[Input for this task Boundary: Start]

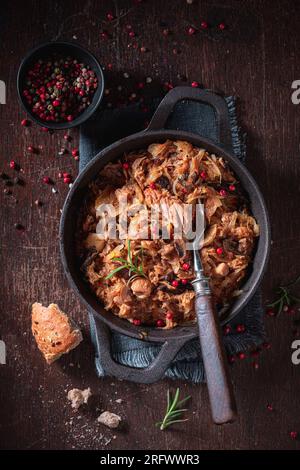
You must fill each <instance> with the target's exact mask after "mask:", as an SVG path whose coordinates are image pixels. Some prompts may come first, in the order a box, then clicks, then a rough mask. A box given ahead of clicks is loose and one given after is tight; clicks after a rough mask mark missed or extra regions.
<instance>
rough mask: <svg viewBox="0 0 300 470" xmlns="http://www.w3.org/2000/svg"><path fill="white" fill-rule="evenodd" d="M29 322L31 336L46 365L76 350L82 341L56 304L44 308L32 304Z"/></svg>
mask: <svg viewBox="0 0 300 470" xmlns="http://www.w3.org/2000/svg"><path fill="white" fill-rule="evenodd" d="M31 320H32V323H31V329H32V334H33V336H34V337H35V340H36V342H37V345H38V348H39V350H40V351H41V352H42V353H43V355H44V357H45V359H46V361H47V363H48V364H51V363H52V362H54V361H56V360H57V359H58V358H59V357H60V356H62V354H67V353H68V352H69V351H71V350H72V349H74V348H76V346H78V344H79V343H80V342H81V341H82V334H81V331H80V330H79V328H78V327H77V326H76V324H75V323H74V322H73V321H72V320H71V319H70V318H69V317H68V316H67V315H66V314H65V313H64V312H62V311H61V310H60V308H59V307H58V305H56V304H50V305H49V306H48V307H44V306H43V305H42V304H40V303H37V302H36V303H34V304H33V305H32V315H31Z"/></svg>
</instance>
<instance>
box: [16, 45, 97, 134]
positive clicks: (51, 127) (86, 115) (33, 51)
mask: <svg viewBox="0 0 300 470" xmlns="http://www.w3.org/2000/svg"><path fill="white" fill-rule="evenodd" d="M103 90H104V77H103V72H102V69H101V66H100V64H99V62H98V61H97V59H96V58H95V57H94V56H93V55H92V54H91V53H90V52H88V51H87V50H86V49H84V48H83V47H81V46H79V45H77V44H73V43H67V42H50V43H46V44H43V45H41V46H38V47H36V48H35V49H33V50H32V51H31V52H29V53H28V54H27V55H26V57H25V58H24V59H23V61H22V63H21V65H20V67H19V71H18V77H17V91H18V96H19V100H20V102H21V104H22V106H23V108H24V109H25V111H26V112H27V113H28V114H29V116H30V117H31V119H32V120H33V121H35V122H37V123H38V124H39V125H40V126H43V127H48V128H49V129H68V128H71V127H75V126H78V125H80V124H82V123H83V122H85V121H86V120H87V119H89V118H90V117H91V116H92V114H93V113H94V112H95V111H96V109H97V108H98V106H99V104H100V102H101V99H102V96H103Z"/></svg>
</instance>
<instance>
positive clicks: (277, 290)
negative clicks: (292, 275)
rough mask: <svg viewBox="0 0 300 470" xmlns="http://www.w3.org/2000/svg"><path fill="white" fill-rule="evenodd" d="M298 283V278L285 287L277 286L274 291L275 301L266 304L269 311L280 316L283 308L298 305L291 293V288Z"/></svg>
mask: <svg viewBox="0 0 300 470" xmlns="http://www.w3.org/2000/svg"><path fill="white" fill-rule="evenodd" d="M299 281H300V276H298V277H297V279H295V280H294V281H292V282H290V283H289V284H287V285H286V286H279V287H278V288H277V289H276V291H275V295H276V297H277V298H276V299H275V301H274V302H272V303H269V304H267V307H269V308H270V309H274V310H276V315H277V316H278V315H280V314H281V312H282V310H283V309H284V308H285V307H289V306H290V305H292V304H298V303H300V299H299V298H298V297H296V296H295V295H293V294H292V293H291V288H293V287H294V286H295V285H296V284H298V282H299Z"/></svg>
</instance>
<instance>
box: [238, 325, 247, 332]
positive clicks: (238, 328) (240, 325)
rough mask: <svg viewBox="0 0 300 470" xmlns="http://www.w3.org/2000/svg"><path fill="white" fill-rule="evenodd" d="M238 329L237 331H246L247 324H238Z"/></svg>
mask: <svg viewBox="0 0 300 470" xmlns="http://www.w3.org/2000/svg"><path fill="white" fill-rule="evenodd" d="M236 331H237V333H244V332H245V331H246V327H245V325H242V324H241V325H237V326H236Z"/></svg>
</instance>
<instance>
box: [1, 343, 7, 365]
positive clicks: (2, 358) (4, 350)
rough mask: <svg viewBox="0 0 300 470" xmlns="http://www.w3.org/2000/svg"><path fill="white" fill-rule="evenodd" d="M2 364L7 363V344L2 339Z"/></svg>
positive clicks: (1, 358) (1, 350)
mask: <svg viewBox="0 0 300 470" xmlns="http://www.w3.org/2000/svg"><path fill="white" fill-rule="evenodd" d="M0 364H2V365H4V364H6V345H5V343H4V341H2V340H0Z"/></svg>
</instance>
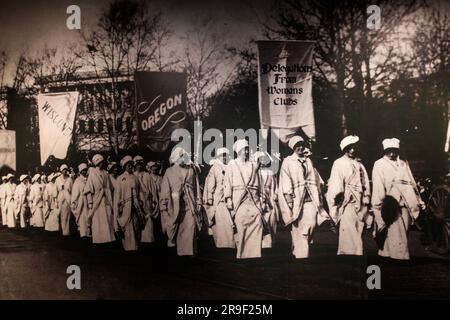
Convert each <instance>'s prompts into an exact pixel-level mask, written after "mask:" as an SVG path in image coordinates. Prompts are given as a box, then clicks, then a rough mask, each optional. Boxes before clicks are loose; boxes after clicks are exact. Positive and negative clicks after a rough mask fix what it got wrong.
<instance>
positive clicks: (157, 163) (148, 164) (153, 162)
mask: <svg viewBox="0 0 450 320" xmlns="http://www.w3.org/2000/svg"><path fill="white" fill-rule="evenodd" d="M155 165H158V163H157V162H156V161H149V162H147V167H153V166H155Z"/></svg>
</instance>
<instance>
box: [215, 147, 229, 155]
mask: <svg viewBox="0 0 450 320" xmlns="http://www.w3.org/2000/svg"><path fill="white" fill-rule="evenodd" d="M229 153H230V151H229V150H228V149H227V148H219V149H217V152H216V154H217V156H220V155H222V154H229Z"/></svg>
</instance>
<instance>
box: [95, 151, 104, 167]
mask: <svg viewBox="0 0 450 320" xmlns="http://www.w3.org/2000/svg"><path fill="white" fill-rule="evenodd" d="M103 160H105V159H104V158H103V156H102V155H101V154H96V155H95V156H93V157H92V163H93V164H94V166H97V165H98V164H99V163H100V162H102V161H103Z"/></svg>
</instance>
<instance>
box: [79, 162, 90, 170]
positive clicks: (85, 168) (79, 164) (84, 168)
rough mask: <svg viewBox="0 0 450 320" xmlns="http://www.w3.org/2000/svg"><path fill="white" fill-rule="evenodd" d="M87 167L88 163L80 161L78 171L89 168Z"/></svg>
mask: <svg viewBox="0 0 450 320" xmlns="http://www.w3.org/2000/svg"><path fill="white" fill-rule="evenodd" d="M87 168H88V166H87V164H86V163H80V164H79V165H78V172H81V171H83V170H85V169H87Z"/></svg>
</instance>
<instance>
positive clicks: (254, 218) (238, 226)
mask: <svg viewBox="0 0 450 320" xmlns="http://www.w3.org/2000/svg"><path fill="white" fill-rule="evenodd" d="M233 149H234V151H235V152H236V154H237V158H236V159H235V160H232V161H230V163H229V164H228V167H227V170H226V172H225V182H224V197H225V201H226V203H227V208H228V209H229V210H230V211H231V212H232V215H233V219H234V223H235V224H236V231H237V234H236V248H237V254H236V256H237V258H238V259H242V258H260V257H261V248H262V239H263V229H264V227H265V226H266V224H265V220H264V217H263V211H262V207H261V200H260V197H261V184H260V179H259V175H258V173H257V171H258V164H256V163H254V162H251V161H249V148H248V143H247V141H246V140H244V139H241V140H237V141H236V142H235V143H234V146H233ZM266 227H267V226H266ZM266 231H268V230H266Z"/></svg>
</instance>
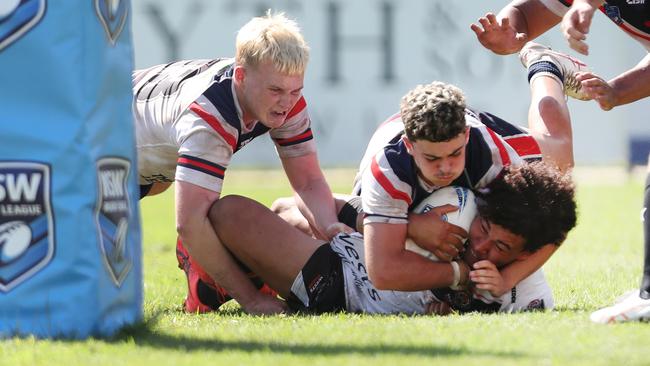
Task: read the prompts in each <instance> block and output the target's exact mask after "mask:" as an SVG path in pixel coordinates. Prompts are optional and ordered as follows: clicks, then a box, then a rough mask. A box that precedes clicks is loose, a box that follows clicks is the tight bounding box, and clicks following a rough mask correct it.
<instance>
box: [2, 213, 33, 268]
mask: <svg viewBox="0 0 650 366" xmlns="http://www.w3.org/2000/svg"><path fill="white" fill-rule="evenodd" d="M31 241H32V229H30V228H29V225H27V224H26V223H24V222H22V221H10V222H6V223H4V224H2V225H0V263H8V262H11V261H12V260H14V259H16V258H18V257H20V256H21V255H22V254H23V253H24V252H25V251H26V250H27V247H29V244H30V243H31Z"/></svg>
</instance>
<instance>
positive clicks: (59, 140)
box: [0, 0, 142, 338]
mask: <svg viewBox="0 0 650 366" xmlns="http://www.w3.org/2000/svg"><path fill="white" fill-rule="evenodd" d="M130 17H131V4H130V2H129V1H119V0H112V1H109V0H85V1H79V0H56V1H47V0H2V1H0V105H1V108H0V135H1V136H2V138H1V141H2V143H0V337H10V336H15V335H35V336H37V337H63V338H85V337H88V336H100V337H103V336H110V335H113V334H115V332H116V331H118V330H119V329H120V328H121V327H123V326H124V325H128V324H133V323H135V322H138V321H140V320H141V319H142V265H141V261H142V258H141V257H142V255H141V250H142V249H141V238H140V226H139V210H138V193H137V192H138V188H137V183H136V171H137V166H136V159H135V148H134V140H135V139H134V129H133V120H132V114H131V99H132V98H131V93H132V92H131V72H132V69H133V48H132V43H131V26H130V21H131V19H130Z"/></svg>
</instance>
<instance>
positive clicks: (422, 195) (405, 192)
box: [353, 109, 542, 224]
mask: <svg viewBox="0 0 650 366" xmlns="http://www.w3.org/2000/svg"><path fill="white" fill-rule="evenodd" d="M465 118H466V122H467V125H468V126H469V127H470V130H469V134H470V136H469V141H468V143H467V146H466V150H465V170H464V173H463V174H462V175H461V176H460V177H458V178H457V179H456V180H454V181H453V182H452V183H451V185H456V186H463V187H467V188H470V189H475V188H481V187H485V186H486V185H487V184H489V183H490V182H491V181H492V180H494V179H495V178H496V177H497V176H499V174H501V172H502V171H503V167H505V166H507V165H511V164H512V165H519V164H522V163H523V162H524V161H527V160H537V159H541V157H542V155H541V152H540V149H539V145H538V144H537V142H536V141H535V139H534V138H533V137H532V136H531V135H529V134H528V133H527V132H526V131H525V130H524V129H523V128H521V127H518V126H515V125H512V124H510V123H508V122H506V121H504V120H502V119H500V118H498V117H496V116H494V115H492V114H490V113H485V112H480V113H478V112H474V111H472V110H470V109H466V111H465ZM403 134H404V124H403V122H402V119H401V117H400V115H399V114H396V115H393V116H392V117H390V118H389V119H388V120H387V121H385V122H384V123H382V124H381V125H380V126H379V128H378V129H377V131H376V132H375V134H374V135H373V136H372V138H371V139H370V143H369V145H368V148H367V149H366V153H365V155H364V157H363V159H362V160H361V164H360V166H359V173H357V177H356V179H355V187H354V190H353V194H356V195H360V196H361V200H362V206H363V212H364V214H365V217H364V223H369V222H383V223H395V224H403V223H407V216H408V212H410V211H411V210H412V209H413V208H414V207H415V206H417V205H418V204H419V203H420V201H422V199H424V198H425V197H427V196H428V195H429V194H431V192H433V191H434V190H435V189H437V188H439V187H433V186H430V185H428V184H427V183H426V182H424V181H423V180H422V179H421V178H420V177H419V176H418V174H417V167H416V166H415V162H414V161H413V157H412V156H411V155H410V154H409V153H408V152H407V150H406V145H405V144H404V142H403V141H402V140H401V137H402V135H403Z"/></svg>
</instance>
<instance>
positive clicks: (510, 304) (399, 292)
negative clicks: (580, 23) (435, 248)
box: [330, 233, 553, 314]
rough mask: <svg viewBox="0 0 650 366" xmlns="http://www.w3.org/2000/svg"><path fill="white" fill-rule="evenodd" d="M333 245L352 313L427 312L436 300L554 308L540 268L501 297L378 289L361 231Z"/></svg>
mask: <svg viewBox="0 0 650 366" xmlns="http://www.w3.org/2000/svg"><path fill="white" fill-rule="evenodd" d="M330 246H331V247H332V249H333V250H334V251H335V252H336V253H337V254H338V255H339V256H340V257H341V260H342V267H343V280H344V288H345V304H346V310H347V311H349V312H359V313H361V312H362V313H377V314H425V312H426V309H427V305H428V304H429V303H430V302H431V301H434V300H438V301H446V302H448V303H449V304H450V306H451V307H452V309H454V310H457V311H459V312H471V311H480V312H517V311H525V310H534V309H551V308H552V307H553V294H552V292H551V289H550V287H549V285H548V283H547V282H546V279H545V277H544V273H543V272H542V270H541V269H540V270H538V271H536V272H535V273H533V274H532V275H530V276H529V277H527V278H525V279H524V280H523V281H521V282H520V283H519V284H517V286H515V287H514V288H513V289H512V290H510V291H509V292H507V293H506V294H504V295H503V296H501V297H498V298H494V297H492V296H491V295H490V294H489V292H481V293H478V292H477V293H474V294H471V293H469V292H456V291H452V290H449V289H438V290H433V291H429V290H426V291H390V290H378V289H377V288H375V287H374V286H373V285H372V282H371V281H370V279H369V278H368V273H367V271H366V266H365V255H364V247H363V236H361V234H359V233H354V234H350V235H347V234H341V235H338V236H336V237H335V238H334V239H333V240H332V241H331V242H330Z"/></svg>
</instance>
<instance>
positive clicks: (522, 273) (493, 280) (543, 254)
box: [470, 244, 558, 297]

[Input for this task Boundary: End]

To do:
Nothing except a number is needed: how many lines of the entries contain the word "target"?

Exercise answer:
2